Texte de la page —
────────────────────
L'Avènement du Grand Monarque

Révéler la Mission divine et royale de la France à travers les textes anciens.

Publié le par Rhonan de Bar

VERSAILLES LES JARDINS.

Pierre de Nolhac.

LA PROMENADE DE VERSAILLES AU XXe SIÈCLE

Il n'est pas, à Versailles, de plus noble spectacle que celui qui s'offre des balcons de la Grande Galerie, ouverts sur les bassins du Parterre d'Eau. C'est la vue royale par excellence, celle qui suffirait à donner en quelques minutes une idée claire de la somptueuse création de Louis XIV.

Le visiteur est fatigué de son parcours à travers les trois étages de l'immense château. Il a rempli ses -yeux des décorations merveilleuses, des bois et des métaux finement travaillés, des mosaïques de marbre et des plafonds dorés. Il s'est ému dans les chambres royales aux souvenirs évoqués ; il s'est attardé dans les salles du Musée, vivantes des scènes et des portraits qui les animent. L'histoire et l'art des derniers siècles se sont révélés à lui dans ce qu'ils ont de plus français et de plus raffiné. Il est accablé de tant de grandeur et de magnificence, quand ses pas le ramènent en cette galerie fameuse, au centre de l'habitation, où viennent s'accumuler les plus rares ouvrages.

Les paysages qui s'encadrent en ces hautes fenêtres aux glaces étroites, que Venise envoyait au Grand Roi, apportent la surprise souhaitée, et l'artifice grandiose du palais y continue son enchantement.

Les fonds lointains, les horizons des collines boisées sont presque seuls purement naturels : les immenses pièces d'eau des Suisses et du Grand Canal peuvent sembler encore des lacs harmonieux, ramenés à la ligne symétrique par un travail à peine sensible ; mais, par degrés, en se rapprochant du Château, l'art se laisse voir, s'affirme et s'étale. Les gazons se découpent, les arbres se taillent, les eaux se concentrent en des margelles de marbre, les statues se multiplient. Autour de la maison royale, la nature est entièrement asservie ; tout y a été construit et manié de façon à ne plus laisser paraître que l'œuvre de l'homme.

La volonté d'un roi et le génie d'une époque ont fait d'un sol rebelle le plus riche jardin. Il faut un grand effort pour se rappeler qu'aucune partie des environs de Paris n'était plus sauvage et plus délaissée, quand Louis XIII y construisit un petit château et y établit un parc de chasse. Même après lui, ce n'était qu'un terrain boisé et marécageux, qui s'est transformé, sur le seul désir de Louis XIV, en ce brillant ensemble de plantations régulières, de bosquets, de pièces d'eau et de fontaines.
────────────────────
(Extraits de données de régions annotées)
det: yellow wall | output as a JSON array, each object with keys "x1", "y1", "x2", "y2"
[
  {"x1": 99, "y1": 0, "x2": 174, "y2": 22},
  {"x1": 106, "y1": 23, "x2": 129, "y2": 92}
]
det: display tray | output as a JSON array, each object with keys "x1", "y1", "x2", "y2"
────────────────────
Liste des tâches —
**a.** Quelles lignes des enregistrements contiennent la chaîne « JSON » ? Sélectionnez-les et recopiez-les telles quelles.
**b.** Poursuivez le texte sur les jardins de Versailles à partir de sa dernière phrase.
Ces enregistrements n'ont aucun lien avec le texte.

Résultats de l'exercice —
**a.**
det: yellow wall | output as a JSON array, each object with keys "x1", "y1", "x2", "y2"
det: display tray | output as a JSON array, each object with keys "x1", "y1", "x2", "y2"

**b.**
Les terrasses sont faites presque totalement de terres rapportées ; l'étroite butte primitive s'est élargie en proportions énormes pour asseoir le Château et ses abords. De chaque côté se découpent les parterres du Midi et du Nord, dessinant leurs arabesques, leurs rinceaux, leurs fleurs de lis.

Entre eux, devant la Galerie des Glaces, dorment deux larges nappes liquides, attendant que les gerbes rapides viennent, au signal voulu, en éveiller les vastes eaux. C'est ce qu'on appelle le Parterre d'Eau, désignation qui s'appliquait mieux à un état plus ancien de cette grande terrasse, où vraiment des courants d'eau, ingénieusement aménagés, formaient des dessins variés, semblables aux décors fleuris tracés par Le Nôtre; ils étaient entourés, d'ailleurs, de buis et de gazon.

Tout ce décor, riche en complications hydrauliques, s'est peu à peu simplifié en une conception plus belle.

Le Roi n'a voulu, sous les fenêtres de sa maison, pour en refléter l'harmonie, qu'un double et pur miroir qui n'en brisât point l'image. Sur le marbre qui les entoure, bientôt après se dressèrent de magnifiques groupes de bronze, exécutés en de grandes proportions, afin qu'on put en saisir la ligne des balcons de la Galerie.

Les deux nappes frissonnantes semblent répondre à celle du Canal, qui miroite dans le lointain. Autour d’elles, de tous côtés, à la descente des allées des parterres inférieurs, on aperçoit des vases chargés de fleurs et aussi de blanches statues qui semblent cheminer le long des charmilles.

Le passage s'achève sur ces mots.